* **Supplied records**:
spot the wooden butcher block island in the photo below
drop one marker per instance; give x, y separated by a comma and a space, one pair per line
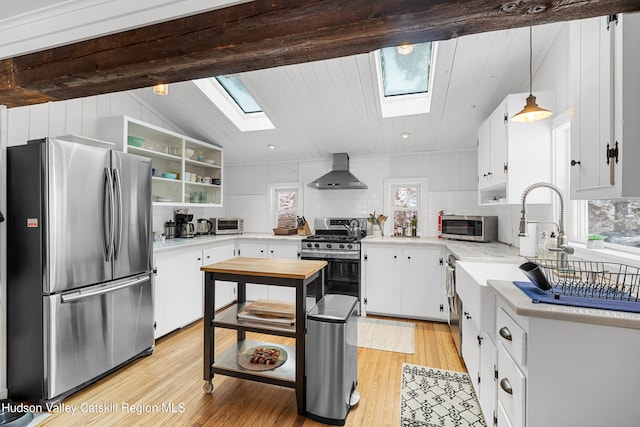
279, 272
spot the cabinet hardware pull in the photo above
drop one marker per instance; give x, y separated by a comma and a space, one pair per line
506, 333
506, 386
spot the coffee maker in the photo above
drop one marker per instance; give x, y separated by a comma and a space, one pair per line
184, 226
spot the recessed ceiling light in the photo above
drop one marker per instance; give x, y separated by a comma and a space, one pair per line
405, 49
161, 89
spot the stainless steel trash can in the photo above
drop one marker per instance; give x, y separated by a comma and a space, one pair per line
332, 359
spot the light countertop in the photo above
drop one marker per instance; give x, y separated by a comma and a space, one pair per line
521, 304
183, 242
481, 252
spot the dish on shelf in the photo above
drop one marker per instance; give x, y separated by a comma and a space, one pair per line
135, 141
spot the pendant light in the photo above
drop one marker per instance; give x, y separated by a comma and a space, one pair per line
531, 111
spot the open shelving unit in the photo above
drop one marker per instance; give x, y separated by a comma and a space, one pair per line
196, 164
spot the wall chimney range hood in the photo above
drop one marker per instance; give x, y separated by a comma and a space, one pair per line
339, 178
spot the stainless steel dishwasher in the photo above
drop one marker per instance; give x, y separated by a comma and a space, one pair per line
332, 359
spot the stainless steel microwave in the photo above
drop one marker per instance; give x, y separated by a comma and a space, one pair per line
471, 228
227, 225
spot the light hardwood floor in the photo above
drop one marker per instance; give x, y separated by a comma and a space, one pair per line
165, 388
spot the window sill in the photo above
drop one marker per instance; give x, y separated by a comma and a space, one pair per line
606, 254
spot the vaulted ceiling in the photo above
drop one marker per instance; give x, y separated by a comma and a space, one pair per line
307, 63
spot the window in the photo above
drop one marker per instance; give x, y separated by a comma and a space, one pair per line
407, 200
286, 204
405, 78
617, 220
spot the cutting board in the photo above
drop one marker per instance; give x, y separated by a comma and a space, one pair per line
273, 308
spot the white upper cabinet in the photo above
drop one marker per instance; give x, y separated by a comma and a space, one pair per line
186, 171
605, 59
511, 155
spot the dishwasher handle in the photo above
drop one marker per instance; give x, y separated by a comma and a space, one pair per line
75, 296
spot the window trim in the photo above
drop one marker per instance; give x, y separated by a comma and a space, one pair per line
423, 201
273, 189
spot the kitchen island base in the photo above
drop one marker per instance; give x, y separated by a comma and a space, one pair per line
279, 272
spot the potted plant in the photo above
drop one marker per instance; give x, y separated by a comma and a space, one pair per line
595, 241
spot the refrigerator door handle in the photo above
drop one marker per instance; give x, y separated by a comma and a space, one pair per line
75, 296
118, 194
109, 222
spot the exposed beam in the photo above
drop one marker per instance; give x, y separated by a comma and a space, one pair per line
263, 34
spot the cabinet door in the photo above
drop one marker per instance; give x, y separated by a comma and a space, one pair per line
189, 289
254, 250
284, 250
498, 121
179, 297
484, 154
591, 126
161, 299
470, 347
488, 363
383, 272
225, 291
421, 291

==

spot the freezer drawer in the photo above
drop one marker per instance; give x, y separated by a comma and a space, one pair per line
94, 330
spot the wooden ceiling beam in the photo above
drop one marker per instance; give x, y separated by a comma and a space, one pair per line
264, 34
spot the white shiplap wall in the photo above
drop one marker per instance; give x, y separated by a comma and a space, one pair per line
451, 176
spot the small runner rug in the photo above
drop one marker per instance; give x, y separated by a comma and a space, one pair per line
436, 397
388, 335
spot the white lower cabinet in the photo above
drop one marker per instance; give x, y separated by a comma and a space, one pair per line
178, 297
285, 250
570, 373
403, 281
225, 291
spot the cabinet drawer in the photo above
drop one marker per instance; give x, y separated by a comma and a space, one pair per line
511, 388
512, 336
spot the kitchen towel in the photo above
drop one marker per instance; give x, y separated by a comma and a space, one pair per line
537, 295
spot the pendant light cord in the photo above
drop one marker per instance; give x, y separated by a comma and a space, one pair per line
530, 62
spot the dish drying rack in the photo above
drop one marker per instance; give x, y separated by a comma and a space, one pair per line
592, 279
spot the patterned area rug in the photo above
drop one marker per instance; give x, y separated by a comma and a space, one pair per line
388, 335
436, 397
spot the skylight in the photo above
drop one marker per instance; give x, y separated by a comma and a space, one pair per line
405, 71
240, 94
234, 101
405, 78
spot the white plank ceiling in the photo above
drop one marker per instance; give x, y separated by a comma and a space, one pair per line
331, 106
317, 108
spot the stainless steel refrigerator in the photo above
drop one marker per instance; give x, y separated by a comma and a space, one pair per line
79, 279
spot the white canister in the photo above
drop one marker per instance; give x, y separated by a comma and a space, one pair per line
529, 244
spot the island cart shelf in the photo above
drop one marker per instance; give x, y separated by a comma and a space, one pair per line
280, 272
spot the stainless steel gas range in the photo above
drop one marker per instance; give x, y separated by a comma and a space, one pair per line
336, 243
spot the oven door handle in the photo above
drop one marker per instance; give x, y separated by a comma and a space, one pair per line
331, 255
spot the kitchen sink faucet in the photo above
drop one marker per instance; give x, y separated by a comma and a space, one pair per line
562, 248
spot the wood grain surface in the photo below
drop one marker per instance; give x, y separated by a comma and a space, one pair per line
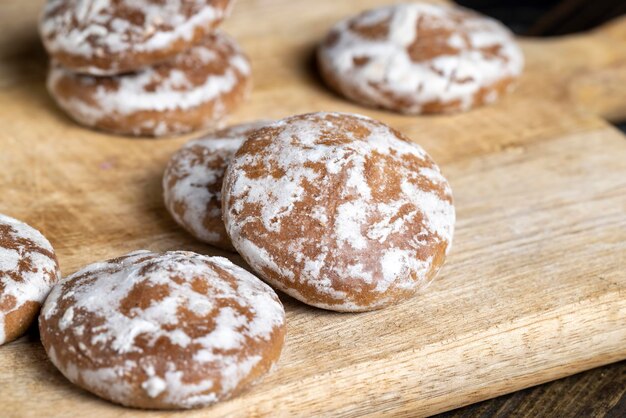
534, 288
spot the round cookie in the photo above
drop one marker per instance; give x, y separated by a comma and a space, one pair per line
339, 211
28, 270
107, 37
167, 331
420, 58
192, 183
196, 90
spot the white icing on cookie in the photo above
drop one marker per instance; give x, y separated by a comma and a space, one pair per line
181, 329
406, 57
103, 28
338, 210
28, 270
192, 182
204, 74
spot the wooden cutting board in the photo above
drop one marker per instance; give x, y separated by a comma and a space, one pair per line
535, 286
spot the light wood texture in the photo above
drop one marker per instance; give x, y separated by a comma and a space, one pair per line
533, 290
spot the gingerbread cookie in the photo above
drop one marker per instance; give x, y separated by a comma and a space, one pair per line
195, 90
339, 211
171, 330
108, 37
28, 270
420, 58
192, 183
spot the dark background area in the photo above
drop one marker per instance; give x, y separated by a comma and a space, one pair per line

* **What you will do**: Whenever the string "wall" shows up in a line of the entries, copy that line.

* **Solution for this exercise**:
spot the wall chimney range hood in the photo above
spot the white shiplap wall in the photo above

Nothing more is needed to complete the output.